• _Document section_
******
LANGSTON HUGHES: A JOURNEY THROUGH SUNSHINE-RICH TURKMENISTAN

photo

The capital of Turkmenistan is today celebrating its 140th anniversary, and at the other end of the world the U.S. city of Albuquerque is marking Ashgabat Sister City Day.

Among the numerous visitors who have ever come to our sun-drenched country, American citizen, poet and writer Langston Hughes does deserve a mention. In 1932, the innovator of the then-new literary art form called jazz poetry crossed the ocean and later, from October to December traveled through Central Asia.

Hughes visited the cities of Tashkent, Bukhara, Samarkand, and Ashgabat. Upon arrival in the capital of Turkmenistan by train, he abandoned the touring group bound for the city of Turkmenbashi (formerly Krasnovodsk) and found himself standing on the Ashgabat railway platform all alone.
******
• _Supplied material_

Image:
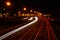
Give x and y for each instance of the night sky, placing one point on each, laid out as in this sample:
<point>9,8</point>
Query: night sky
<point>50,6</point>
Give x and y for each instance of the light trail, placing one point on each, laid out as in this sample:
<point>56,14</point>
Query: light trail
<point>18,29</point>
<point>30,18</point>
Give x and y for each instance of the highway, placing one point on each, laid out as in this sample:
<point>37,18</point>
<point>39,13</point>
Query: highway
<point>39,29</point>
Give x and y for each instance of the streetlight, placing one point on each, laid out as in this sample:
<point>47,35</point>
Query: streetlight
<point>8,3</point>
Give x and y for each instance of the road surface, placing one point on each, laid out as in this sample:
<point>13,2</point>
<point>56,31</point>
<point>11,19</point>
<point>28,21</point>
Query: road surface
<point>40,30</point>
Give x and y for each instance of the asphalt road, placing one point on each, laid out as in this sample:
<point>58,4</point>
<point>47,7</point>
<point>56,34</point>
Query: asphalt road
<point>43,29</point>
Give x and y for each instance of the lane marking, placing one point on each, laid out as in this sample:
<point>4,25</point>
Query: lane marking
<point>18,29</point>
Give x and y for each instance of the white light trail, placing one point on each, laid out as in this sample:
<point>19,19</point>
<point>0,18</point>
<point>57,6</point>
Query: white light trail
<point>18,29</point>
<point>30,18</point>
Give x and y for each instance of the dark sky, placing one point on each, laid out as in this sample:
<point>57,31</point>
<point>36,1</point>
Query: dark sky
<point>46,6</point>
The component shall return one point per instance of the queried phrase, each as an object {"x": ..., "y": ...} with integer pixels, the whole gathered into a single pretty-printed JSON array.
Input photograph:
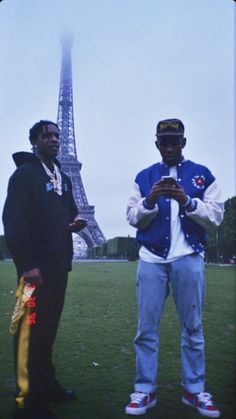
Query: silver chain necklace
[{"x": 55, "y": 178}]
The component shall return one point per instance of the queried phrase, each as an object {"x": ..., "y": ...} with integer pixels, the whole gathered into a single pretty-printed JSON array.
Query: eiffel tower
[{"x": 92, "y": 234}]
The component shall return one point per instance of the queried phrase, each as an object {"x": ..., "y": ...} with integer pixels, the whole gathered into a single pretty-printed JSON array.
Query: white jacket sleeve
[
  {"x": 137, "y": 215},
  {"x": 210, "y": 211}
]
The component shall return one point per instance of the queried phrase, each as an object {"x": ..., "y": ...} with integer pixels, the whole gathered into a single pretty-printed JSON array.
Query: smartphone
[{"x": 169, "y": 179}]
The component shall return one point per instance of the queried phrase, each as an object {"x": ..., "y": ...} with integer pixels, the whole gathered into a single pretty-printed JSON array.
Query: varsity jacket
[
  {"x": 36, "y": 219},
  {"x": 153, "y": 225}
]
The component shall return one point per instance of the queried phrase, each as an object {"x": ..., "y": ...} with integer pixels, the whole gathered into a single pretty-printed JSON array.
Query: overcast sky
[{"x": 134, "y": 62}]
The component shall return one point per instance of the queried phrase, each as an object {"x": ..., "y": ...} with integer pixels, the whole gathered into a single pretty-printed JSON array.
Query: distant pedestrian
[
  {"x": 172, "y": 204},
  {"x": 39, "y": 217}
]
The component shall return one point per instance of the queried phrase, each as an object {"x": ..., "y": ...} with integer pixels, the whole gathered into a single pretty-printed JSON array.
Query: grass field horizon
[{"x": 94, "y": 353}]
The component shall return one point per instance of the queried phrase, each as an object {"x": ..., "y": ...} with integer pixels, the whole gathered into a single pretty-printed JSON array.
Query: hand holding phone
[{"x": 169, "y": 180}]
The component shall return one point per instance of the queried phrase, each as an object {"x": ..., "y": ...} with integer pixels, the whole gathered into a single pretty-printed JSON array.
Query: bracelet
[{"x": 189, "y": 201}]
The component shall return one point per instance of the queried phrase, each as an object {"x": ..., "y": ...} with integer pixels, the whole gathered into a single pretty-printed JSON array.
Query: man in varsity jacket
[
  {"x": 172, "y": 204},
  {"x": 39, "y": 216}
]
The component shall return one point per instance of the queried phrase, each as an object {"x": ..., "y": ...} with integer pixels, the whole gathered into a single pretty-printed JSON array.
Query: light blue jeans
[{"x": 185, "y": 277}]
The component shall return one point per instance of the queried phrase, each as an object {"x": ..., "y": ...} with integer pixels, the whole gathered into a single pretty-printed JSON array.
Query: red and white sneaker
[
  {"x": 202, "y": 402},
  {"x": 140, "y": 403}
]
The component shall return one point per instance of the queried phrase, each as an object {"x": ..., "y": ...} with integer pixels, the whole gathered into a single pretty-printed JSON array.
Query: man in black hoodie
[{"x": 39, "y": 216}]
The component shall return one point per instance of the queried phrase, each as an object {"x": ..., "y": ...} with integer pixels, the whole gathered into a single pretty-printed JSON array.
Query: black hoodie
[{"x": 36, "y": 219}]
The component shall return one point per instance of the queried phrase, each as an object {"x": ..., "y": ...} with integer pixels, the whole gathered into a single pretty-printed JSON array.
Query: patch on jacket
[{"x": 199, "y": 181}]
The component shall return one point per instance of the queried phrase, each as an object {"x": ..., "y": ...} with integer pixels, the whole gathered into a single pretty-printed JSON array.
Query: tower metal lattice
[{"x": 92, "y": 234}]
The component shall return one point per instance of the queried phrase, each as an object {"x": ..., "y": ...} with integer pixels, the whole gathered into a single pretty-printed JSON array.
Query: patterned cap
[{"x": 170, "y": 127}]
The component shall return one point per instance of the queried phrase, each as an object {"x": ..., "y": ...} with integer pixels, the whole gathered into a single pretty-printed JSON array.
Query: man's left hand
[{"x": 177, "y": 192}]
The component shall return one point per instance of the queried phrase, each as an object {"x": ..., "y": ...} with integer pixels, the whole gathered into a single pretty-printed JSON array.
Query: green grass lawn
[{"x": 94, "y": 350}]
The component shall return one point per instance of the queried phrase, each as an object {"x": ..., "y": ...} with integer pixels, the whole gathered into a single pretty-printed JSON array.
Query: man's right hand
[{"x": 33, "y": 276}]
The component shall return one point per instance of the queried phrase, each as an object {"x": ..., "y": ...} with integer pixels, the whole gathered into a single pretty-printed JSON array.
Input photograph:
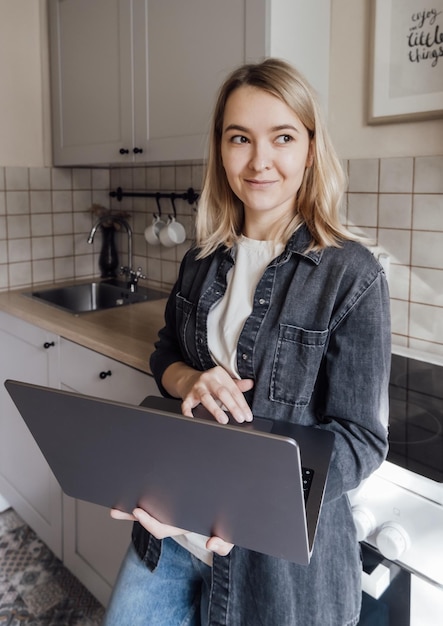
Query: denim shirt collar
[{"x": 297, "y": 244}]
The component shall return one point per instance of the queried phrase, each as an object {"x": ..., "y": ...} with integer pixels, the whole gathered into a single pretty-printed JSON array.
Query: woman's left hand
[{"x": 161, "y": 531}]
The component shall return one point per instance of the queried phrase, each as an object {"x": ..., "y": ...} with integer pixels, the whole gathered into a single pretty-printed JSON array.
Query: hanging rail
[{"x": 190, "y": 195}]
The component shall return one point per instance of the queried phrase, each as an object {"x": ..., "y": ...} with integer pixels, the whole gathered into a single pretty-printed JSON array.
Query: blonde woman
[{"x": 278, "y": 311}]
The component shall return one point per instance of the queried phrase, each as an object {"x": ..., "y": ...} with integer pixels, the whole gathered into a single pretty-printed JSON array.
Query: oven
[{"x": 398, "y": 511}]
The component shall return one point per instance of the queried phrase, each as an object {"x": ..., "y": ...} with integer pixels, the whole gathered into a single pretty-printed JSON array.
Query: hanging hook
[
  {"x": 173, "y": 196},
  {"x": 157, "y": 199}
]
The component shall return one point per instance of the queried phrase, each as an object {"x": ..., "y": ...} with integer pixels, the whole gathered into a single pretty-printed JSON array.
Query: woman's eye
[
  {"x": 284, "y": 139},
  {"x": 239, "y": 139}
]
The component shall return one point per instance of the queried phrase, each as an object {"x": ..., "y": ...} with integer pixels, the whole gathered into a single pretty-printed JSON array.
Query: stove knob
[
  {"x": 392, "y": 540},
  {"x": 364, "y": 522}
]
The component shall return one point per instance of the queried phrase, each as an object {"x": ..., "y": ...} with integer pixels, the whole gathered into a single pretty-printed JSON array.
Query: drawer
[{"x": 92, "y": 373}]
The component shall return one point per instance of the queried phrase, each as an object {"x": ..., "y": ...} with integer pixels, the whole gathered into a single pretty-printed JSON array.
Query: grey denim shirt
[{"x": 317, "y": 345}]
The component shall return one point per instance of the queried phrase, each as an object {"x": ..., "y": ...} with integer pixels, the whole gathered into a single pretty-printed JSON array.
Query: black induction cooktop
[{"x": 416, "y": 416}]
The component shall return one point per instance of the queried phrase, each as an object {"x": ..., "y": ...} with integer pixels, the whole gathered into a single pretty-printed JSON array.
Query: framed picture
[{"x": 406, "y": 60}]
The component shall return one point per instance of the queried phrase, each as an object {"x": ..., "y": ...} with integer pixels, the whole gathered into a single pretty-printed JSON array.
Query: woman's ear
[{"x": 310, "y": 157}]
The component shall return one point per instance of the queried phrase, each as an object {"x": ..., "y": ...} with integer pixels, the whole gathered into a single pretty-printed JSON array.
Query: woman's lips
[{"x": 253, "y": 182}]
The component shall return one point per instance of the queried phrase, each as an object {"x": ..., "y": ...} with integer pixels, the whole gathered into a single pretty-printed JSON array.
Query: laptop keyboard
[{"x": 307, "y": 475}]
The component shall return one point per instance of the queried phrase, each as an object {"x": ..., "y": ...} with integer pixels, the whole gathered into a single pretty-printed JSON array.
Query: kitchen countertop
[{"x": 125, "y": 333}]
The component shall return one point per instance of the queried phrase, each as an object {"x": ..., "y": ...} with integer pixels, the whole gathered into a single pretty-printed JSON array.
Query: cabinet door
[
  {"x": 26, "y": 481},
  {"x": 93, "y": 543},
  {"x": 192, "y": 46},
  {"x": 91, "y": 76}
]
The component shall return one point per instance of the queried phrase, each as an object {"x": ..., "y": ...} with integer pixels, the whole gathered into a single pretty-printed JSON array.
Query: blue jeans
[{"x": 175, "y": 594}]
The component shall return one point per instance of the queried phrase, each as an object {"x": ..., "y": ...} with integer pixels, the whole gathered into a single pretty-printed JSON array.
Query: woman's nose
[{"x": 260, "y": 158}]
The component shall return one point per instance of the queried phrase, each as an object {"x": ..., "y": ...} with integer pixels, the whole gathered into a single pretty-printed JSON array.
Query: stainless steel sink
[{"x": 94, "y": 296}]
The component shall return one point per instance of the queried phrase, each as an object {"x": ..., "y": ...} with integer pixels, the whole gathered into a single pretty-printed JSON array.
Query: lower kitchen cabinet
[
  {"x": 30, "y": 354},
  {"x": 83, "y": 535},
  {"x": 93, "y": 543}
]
******
• _Requirement_
Answer these questions about the text on Langston Hughes in Turkmenistan:
1. Which U.S. city is marking Ashgabat Sister City Day?
2. In what year did Hughes cross the ocean?
3. What was the former name of the city of Turkmenbashi?
The rows come from a different source than the text above.

• _Result_
1. Albuquerque
2. 1932
3. Krasnovodsk